[BEGIN EXCERPTED PASSAGE]

Conexant Systems, Inc. (NASDAQ: CNXT) today announced that it has completed the sale of its Broadband Access product lines to Ikanos Communications, Inc. (NASDAQ: IKAN) for $54 million. The company received approximately $47 million in cash at closing. The remaining proceeds are subject to an escrow to be released in one year. Conexant's Broadband Access business provided solutions for ADSL, VDSL, SHDSL, and PON applications. The company expects to record a gain on the sale of its Broadband Access product lines of approximately $35 million in the current quarter.

Conexant also announced that it plans to retire $80 million aggregate principal amount of floating rate senior secured notes due in November 2010.

The Continuing Conexant

"With the sale of our Broadband Access business completed, we have concluded the major restructuring of our business operations," said Scott Mercer, Conexant's chairman and chief executive officer. "The continuing Conexant, which we expect to be a stronger, more focused, more profitable company, is now concentrating exclusively on providing solutions for imaging, audio, video, and various embedded-modem applications. In each of these segments, we have established leadership positions.

"Moving forward, we plan to expand these positions by applying our core expertise in analog and mixed-signal design, firmware and software development, and our extensive applications knowledge to deliver solutions that enhance the success of our customers worldwide," Mercer said. "We also plan to capitalize on new growth opportunities in adjacent markets that leverage our core capabilities.

"Over the past several years, we have focused our product-development and acquisitions efforts on our imaging and audio product lines," Mercer said. "In our most recently concluded quarter, these key product lines delivered year-over-year growth of 12 percent and sequential growth of 30 percent, and accounted for more than 50 percent of total revenues for our continuing company."

[END EXCERPTED PASSAGE]
[BEGIN DATASET ROWS]

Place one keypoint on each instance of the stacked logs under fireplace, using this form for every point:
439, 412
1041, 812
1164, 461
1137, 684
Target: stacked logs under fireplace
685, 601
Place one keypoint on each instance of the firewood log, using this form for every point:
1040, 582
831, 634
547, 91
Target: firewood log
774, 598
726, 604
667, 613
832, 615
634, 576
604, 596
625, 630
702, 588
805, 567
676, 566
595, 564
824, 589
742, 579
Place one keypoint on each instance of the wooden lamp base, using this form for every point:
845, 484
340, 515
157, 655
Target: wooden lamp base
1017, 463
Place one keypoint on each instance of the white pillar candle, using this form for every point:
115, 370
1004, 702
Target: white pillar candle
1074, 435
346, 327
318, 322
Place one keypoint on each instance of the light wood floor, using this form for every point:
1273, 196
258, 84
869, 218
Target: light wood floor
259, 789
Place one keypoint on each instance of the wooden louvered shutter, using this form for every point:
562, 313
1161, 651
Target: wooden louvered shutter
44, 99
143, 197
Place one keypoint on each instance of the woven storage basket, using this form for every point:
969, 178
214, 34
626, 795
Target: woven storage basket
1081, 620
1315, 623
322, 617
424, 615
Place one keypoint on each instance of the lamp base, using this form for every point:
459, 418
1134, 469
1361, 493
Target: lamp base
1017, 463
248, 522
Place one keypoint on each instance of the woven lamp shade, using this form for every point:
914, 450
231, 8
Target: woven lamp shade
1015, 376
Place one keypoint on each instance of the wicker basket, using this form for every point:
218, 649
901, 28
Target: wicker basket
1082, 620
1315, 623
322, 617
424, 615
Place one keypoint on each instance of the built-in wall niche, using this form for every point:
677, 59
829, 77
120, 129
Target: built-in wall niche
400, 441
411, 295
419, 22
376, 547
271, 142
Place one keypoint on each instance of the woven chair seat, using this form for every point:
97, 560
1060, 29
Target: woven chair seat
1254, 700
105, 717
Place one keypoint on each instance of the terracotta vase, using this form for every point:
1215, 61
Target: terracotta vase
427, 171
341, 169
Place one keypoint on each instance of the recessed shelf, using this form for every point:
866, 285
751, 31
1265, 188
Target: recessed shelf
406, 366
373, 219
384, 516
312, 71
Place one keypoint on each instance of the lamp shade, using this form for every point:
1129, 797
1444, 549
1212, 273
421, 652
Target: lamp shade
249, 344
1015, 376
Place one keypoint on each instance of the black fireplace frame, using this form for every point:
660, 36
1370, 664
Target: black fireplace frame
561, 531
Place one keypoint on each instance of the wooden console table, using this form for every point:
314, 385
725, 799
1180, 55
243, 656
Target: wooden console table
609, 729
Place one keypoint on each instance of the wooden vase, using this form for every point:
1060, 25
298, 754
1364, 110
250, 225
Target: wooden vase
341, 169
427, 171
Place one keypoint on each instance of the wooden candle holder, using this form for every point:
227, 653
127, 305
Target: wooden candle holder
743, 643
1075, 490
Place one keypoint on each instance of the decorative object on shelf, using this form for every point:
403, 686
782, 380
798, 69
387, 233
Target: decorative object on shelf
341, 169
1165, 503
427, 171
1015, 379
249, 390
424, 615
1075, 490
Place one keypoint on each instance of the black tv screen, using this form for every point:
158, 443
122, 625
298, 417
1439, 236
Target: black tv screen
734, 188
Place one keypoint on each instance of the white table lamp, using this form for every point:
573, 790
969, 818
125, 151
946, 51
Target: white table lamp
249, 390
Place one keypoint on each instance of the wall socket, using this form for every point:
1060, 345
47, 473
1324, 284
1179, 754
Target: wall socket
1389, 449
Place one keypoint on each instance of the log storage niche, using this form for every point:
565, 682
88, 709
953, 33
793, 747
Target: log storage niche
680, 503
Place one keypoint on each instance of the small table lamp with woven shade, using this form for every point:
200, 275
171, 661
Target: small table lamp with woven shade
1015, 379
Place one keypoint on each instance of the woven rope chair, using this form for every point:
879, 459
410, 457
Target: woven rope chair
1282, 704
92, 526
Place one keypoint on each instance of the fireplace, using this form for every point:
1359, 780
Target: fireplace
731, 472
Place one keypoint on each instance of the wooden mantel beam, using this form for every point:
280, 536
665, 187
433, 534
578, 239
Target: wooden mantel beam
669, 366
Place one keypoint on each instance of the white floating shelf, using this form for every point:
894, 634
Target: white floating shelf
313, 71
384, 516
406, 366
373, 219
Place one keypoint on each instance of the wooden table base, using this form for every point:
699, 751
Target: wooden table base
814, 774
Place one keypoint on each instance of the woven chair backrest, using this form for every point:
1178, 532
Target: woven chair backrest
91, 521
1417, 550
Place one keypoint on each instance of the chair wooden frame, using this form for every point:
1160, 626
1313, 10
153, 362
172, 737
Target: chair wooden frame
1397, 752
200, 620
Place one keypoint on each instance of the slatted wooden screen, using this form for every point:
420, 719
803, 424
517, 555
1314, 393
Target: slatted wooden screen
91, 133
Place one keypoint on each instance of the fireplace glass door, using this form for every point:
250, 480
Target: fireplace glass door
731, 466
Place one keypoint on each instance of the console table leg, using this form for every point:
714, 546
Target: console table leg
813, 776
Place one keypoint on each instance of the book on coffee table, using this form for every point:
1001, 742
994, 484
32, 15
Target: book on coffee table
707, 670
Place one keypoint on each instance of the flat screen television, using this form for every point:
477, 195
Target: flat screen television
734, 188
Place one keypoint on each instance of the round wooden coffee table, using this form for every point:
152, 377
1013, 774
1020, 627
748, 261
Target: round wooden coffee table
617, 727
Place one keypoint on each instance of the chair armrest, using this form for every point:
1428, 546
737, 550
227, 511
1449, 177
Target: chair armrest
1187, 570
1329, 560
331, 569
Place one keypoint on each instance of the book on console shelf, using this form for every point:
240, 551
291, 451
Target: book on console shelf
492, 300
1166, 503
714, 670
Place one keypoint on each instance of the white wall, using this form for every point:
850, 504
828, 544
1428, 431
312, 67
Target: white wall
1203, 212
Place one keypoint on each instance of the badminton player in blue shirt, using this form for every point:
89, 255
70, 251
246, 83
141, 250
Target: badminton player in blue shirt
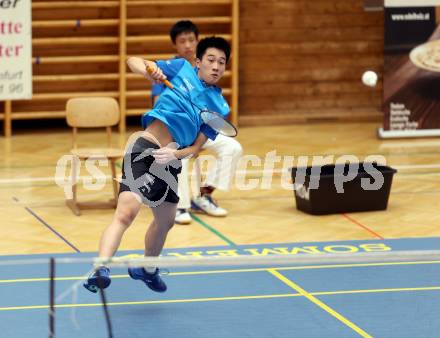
173, 130
227, 151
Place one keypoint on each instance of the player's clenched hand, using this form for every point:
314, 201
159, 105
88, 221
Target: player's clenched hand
154, 72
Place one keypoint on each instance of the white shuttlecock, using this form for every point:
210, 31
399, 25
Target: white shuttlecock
369, 78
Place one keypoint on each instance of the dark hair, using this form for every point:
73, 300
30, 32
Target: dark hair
183, 26
213, 42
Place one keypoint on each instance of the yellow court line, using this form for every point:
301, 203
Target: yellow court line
322, 305
320, 293
207, 272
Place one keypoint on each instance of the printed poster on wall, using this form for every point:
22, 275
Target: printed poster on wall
411, 91
15, 50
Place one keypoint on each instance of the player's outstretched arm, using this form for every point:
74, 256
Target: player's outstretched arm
139, 66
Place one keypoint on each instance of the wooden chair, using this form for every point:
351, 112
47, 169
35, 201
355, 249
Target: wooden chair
92, 112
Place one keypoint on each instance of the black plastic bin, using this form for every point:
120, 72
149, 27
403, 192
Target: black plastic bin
342, 188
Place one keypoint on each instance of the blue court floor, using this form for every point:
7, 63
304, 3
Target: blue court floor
339, 300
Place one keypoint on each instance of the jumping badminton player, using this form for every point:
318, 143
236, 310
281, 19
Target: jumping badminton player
173, 130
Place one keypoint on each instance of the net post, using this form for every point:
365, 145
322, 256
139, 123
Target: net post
52, 298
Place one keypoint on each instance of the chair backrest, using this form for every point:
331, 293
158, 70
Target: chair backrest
92, 112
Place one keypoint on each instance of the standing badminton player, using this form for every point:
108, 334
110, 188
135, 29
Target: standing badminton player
173, 130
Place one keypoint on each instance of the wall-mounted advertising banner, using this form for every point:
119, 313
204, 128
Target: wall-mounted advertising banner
411, 90
15, 50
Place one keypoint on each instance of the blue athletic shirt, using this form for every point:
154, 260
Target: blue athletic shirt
175, 110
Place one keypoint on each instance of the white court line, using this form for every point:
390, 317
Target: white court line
240, 172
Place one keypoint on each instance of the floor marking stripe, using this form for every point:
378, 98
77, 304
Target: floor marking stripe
320, 304
208, 272
193, 300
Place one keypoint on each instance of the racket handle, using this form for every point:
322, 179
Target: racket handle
165, 81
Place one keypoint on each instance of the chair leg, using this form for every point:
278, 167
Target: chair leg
72, 203
114, 182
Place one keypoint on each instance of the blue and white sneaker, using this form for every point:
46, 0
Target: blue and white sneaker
152, 280
99, 279
207, 205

[END DATASET ROWS]

**EXERCISE 1:**
From the Conexant sale announcement, list the applications that Conexant's Broadband Access business provided solutions for.
**EXERCISE 2:**
Please continue the Conexant sale announcement from its final sentence.

**EXERCISE RESULT 1:**
ADSL, VDSL, SHDSL, PON

**EXERCISE RESULT 2:**
Senior Secured Notes Retirement

Conexant plans to continue improving its capital structure through the early retirement of up to $80 million of its floating rate senior secured notes due in November 2010. The company is commencing a tender offer for $73 million of the notes and intends to purchase an additional $7 million of the notes. If the company decreases the outstanding notes by $80 million, it estimates that interest payments will be reduced by more than $5 million per year.

The $80 million used in debt-reduction activities will be a combination of proceeds from the Broadband Access sale and other completed transactions, and cash from the balance sheet.

Core Operating-expense Reductions

Prior to the completion of the Broadband Access transaction, the company initiated actions that will reduce core operating expenses by approximately $3 million per quarter exiting the calendar year. The actions consist of non-headcount and headcount-related cost-reductions. Approximately 100 Conexant employees worldwide will be affected by the reduction in force. When the headcount reductions are completed, the continuing Conexant will have approximately 600 employees worldwide.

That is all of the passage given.